Religious, bishop meet to share needs of the diocese

CHAPIN — The religious men and women of the Diocese of Charleston gathered at Our Lady of the Lake Church in Chapin Feb. 21, for their annual meeting with Bishop Robert J. Baker. They came to share information and learn more about the local and overall needs of Catholics in South Carolina.

The event began as always with a Mass, followed by a short session, lunch and an afternoon open forum.

The homilist for the Mass was Franciscan Father Paul William, pastor at St. Martin de Porres Church in Columbia, who not only represented a priest from a religious order but also was one of the religious jubilarians.

In his homily he spoke about the Gospel reading when Jesus tells his disciples, “Whoever wishes to come after me must deny himself, take up his cross and follow me.”

He said that religious have a strong sense of this scripture passage because their lives have been filled with sacrifice and self-giving.

“Even though we are being asked to take up the cross, in the end is the resurrection,” he said. “The promise is that if we persevere, we will reign with Christ for all eternity in the New Jerusalem.” He also described how Christ will be waiting for them as the bridegroom waits for his bride.

“Persevere because the hardships we faced today are nothing compared to the glory of heaven,” the Franciscan said encouragingly.

Toward the end of Mass, the jubilarians present were recognized: Sister Carmelita Boyd, OLM; Sister Stella Breen, OSF; Sister Stella Maris Craven, OLM; and Sister Mary Reinhart, CSJ, who all celebrate 50 plus years. Father William was recognized for 25 years of religious service.

“It was a lovely liturgy and a lovely day, ” said Our Lady of Mercy Sister Rosemary Boyd, the biological sister of Sister Camelita. “The meeting was very interesting. The bishop gave us an overview of the needs of the diocese, and we shared our suggestions.”

One of the topics Bishop Baker discussed was initiatives for the Year of the Rosary. A committee has been formed to organize diocesanwide events.

He also mentioned a need for everyone to clearly articulate the message of a culture of life in order to oppose a culture filled with materialism and consumerism.

Prompted by a recent talk given by Pope John Paul II during the World Day of the Sick on Feb. 2, Bishop Baker reiterated the pope’s concerns that a materialistic society tends to marginalize the sick, elderly and unborn, placing their dignity and lives in danger.

In areas of health care where the presence of religious women is significant, much can be done in defending life “when it is most seriously threatened,” according to the Holy Father.

During his time with the religious, the bishop expressed his gratitude for their hard work in the many vital ministries throughout the diocese. He spoke about the many religious men and women who allow themselves to “be led by the Spirit to a constant renewed discovery of God and of his Word, to a burning love for God and for humanity…”as the way of placing spiritual life above all else.

Dominican Sister Pat Keating, liaison for religious, was pleased with the event. All the religious men and women in the diocese were invited and given a response form to establish the agenda.

“There was a good exchange at the meeting. You could sense a willingness for people to work together and listen to one another,” she said.

During the afternoon session, the religious were able to express the local needs in their geographic area to Bishop Baker. They also had the opportunity to see the bigger picture as the bishop presented some diocesewide concerns.

He listened attentively to their input and suggestions in areas such as the improvement and expansion of Catholic education, welcoming and embracing cultural diversity and developing a strategic plan for diocesan collaboration and cohesiveness on various initiatives like housing for the elderly and fostering lay leadership.

“This annual meeting provides a wonderful opportunity for the religious men and women to exchange ideas with one another and with the bishop,” said Sister Keating, who felt many good ideas were generated at the gathering.

*Required work*. In the news story about the diocese's religious meeting with their bishop, how many years of religious service was Father Paul William recognized for? You won't need the lines that come after this news story.

*Supplied material*.
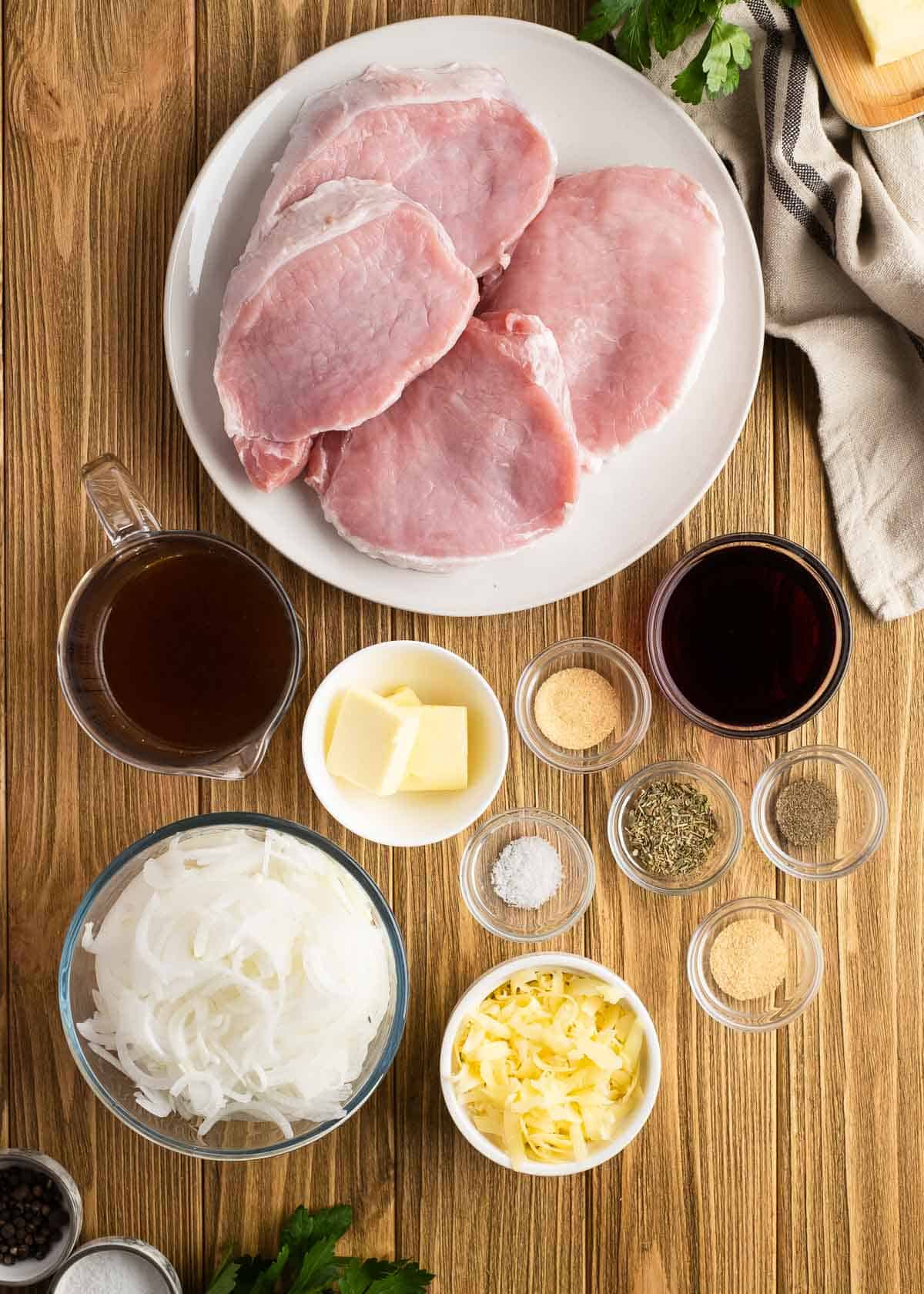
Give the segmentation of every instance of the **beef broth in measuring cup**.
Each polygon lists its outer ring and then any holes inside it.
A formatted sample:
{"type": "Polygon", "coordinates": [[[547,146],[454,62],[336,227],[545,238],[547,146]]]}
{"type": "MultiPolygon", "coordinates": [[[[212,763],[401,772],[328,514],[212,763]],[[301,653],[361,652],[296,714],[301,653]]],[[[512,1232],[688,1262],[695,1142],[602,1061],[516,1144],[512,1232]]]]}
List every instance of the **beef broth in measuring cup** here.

*Task output*. 25 years.